PROBLEM TO WORK ON
Summarize the forum thread on Traditional and Simplified Chinese in three sentences.

TEXT EXTRACT
-----
You can disagree the idea of this issue but please respect the culture and languages of others.

你可以不同意這則 issue 作者的言論,但沒必要針對文字或文化進行攻擊。

do you know how many good people have been killed by chairman Mao, just because they opposed to the so-call simplified Chinese character revolution? it was a disaster to Chinese culture! As a mainland Chinese I do think the simplified / truncated Chinese is a lot of meaningless, one can tell a story from a traditional Chinese character, while the truncated and destroyed Chinese character become meaningless symbol ! It confused us a lot while we were learning this meaningless Chinese symbol. to be honest, the simplified Chinese is ugly compared to the traditional one. We should go back to traditional one to get our culture to be on the right track! It is a culture disaster lead by a political disaster, and the guy who forces his own will on the whole nation is chairman mao who was "a kind of a gate keeper" of a library before he join the army, I mean he is definitely not qualified to make decision for us ! even if he consider himself as a king! he is really really really not qualified! it is such a tragedy that we were born to learn and use simplified Chinese without a choice just because this guy!
when people defense the existence of simplified Chinese,they usually say that simplified Chinese exists for a reason! the only reason is killing a lot of good people and making the rest silent, so no one dare opposed to his decision,and people have to accept the so-called truncated Chinese without a choice!

zhusee2 commented 3 years ago

Please, just don't, try to "merge" the two languages.

I rely heavily on MDN docs both in Traditional Chinese and in English as a web developer. The docs are really great, thanks to the huge MDN community.

Reading docs in Simplified Chinese confuses me sometimes, however, because the terms can be quite different between Taiwan and China. Machine translation doesn't help much.

I know the term of "Traditional Chinese" and "Simplified Chinese" make them sound similar to the relationship as between "American English" and "British English", but the gap between two "Chinese" languages are way more significant than the English pair.

I would even suggest to rename them to "Chinese (Taiwan)" and "Chinese (China)" because it's more about region differences, rather than just Traditional/Simplified forms.

shugen002 commented 3 years ago

I know the term of "Traditional Chinese" and "Simplified Chinese" make them sound similar to the relationship as between "American English" and "British English", but the gap between two "Chinese" languages are way more significant than the English pair.

I would even suggest to rename them to "Chinese (Taiwan)" and "Chinese (China)" because it's more about region differences, rather than just Traditional/Simplified forms.

If you rename to Chinese(Taiwan), how about people in Hongkong or Macao ?

Not only people in Taiwan using Traditional Chinese , but also other Overseas Chinese are using .

Please, just don't, try to "merge" the two languages.

I rely heavily on MDN docs both in Traditional Chinese and in English as a web developer. The docs are really great, thanks to the huge MDN community.

Reading docs in Simplified Chinese confuses me sometimes, however, because the terms can be quite different between Taiwan and China. Machine translation doesn't help much.

I agree this part. As a Simplified Chinese user, when i have to read some Traditional Chinese , I also experience this kind of culture difference . Yes i can read most of traditional Chinese character , but it's the character look similar to some character in Simplified Chinese . And for some word , we need to guess what it mean .
-----
EXTRACTED ENTRIES
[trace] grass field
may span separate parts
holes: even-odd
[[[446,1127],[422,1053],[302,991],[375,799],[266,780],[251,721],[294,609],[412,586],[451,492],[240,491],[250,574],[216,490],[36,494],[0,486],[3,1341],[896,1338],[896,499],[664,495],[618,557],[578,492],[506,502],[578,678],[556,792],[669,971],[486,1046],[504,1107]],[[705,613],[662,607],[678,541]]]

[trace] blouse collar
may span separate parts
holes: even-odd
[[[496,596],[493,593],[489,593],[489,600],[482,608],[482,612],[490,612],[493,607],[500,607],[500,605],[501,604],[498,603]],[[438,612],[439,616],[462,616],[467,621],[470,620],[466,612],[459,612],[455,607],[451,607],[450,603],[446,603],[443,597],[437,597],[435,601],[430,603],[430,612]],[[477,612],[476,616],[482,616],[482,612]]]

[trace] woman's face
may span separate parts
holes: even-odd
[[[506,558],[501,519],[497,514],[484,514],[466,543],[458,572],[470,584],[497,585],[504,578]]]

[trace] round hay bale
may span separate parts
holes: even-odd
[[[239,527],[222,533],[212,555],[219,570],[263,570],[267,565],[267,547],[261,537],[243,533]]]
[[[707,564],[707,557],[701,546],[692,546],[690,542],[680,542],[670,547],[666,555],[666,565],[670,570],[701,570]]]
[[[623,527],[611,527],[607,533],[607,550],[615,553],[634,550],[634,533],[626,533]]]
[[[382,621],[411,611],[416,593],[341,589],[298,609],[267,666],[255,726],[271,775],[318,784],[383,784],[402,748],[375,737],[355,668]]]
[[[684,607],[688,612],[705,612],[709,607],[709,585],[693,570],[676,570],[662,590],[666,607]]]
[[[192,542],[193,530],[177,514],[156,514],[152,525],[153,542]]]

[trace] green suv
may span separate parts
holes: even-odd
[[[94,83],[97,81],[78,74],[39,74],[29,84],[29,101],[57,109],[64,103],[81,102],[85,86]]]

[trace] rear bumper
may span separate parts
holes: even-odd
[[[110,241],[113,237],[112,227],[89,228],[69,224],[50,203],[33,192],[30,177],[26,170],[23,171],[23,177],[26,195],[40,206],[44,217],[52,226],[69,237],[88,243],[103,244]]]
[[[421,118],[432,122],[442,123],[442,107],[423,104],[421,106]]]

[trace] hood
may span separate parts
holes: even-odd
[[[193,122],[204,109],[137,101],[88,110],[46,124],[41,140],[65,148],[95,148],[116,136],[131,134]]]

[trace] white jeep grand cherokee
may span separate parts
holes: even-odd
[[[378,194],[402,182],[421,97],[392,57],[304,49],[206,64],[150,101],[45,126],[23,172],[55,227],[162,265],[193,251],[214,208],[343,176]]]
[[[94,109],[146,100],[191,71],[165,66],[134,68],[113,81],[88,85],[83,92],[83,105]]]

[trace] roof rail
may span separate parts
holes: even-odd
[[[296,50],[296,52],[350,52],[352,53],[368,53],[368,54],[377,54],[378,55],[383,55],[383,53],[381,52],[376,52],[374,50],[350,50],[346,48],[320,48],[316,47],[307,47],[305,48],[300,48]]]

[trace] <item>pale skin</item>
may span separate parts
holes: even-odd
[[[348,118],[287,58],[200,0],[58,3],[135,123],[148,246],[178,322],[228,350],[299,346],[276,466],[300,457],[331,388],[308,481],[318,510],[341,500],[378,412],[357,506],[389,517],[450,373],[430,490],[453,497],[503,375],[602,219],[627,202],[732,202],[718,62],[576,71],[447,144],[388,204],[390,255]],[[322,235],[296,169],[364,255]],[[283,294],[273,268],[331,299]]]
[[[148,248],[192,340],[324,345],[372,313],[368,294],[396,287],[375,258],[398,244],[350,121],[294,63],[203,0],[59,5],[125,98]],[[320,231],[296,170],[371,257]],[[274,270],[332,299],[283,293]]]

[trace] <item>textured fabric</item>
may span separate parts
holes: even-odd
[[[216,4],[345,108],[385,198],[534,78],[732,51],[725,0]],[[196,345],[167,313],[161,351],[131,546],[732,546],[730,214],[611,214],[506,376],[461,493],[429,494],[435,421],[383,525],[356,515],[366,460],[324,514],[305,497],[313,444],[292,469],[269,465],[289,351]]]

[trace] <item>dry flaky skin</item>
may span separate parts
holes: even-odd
-----
RESULT OF THE TASK
One commenter calls Simplified Chinese meaningless and ugly, blames Chairman Mao for forcing it on the nation, and urges a return to Traditional Chinese, while the thread also asks participants to respect others' cultures and languages. A web developer who relies on MDN docs in Traditional Chinese and English asks that the two languages not be merged, because terms differ between Taiwan and China, and suggests renaming them "Chinese (Taiwan)" and "Chinese (China)." A Simplified Chinese user objects that this naming leaves out Hong Kong, Macao, and other overseas Chinese who use Traditional Chinese, but agrees that reading the other form sometimes means guessing what words mean.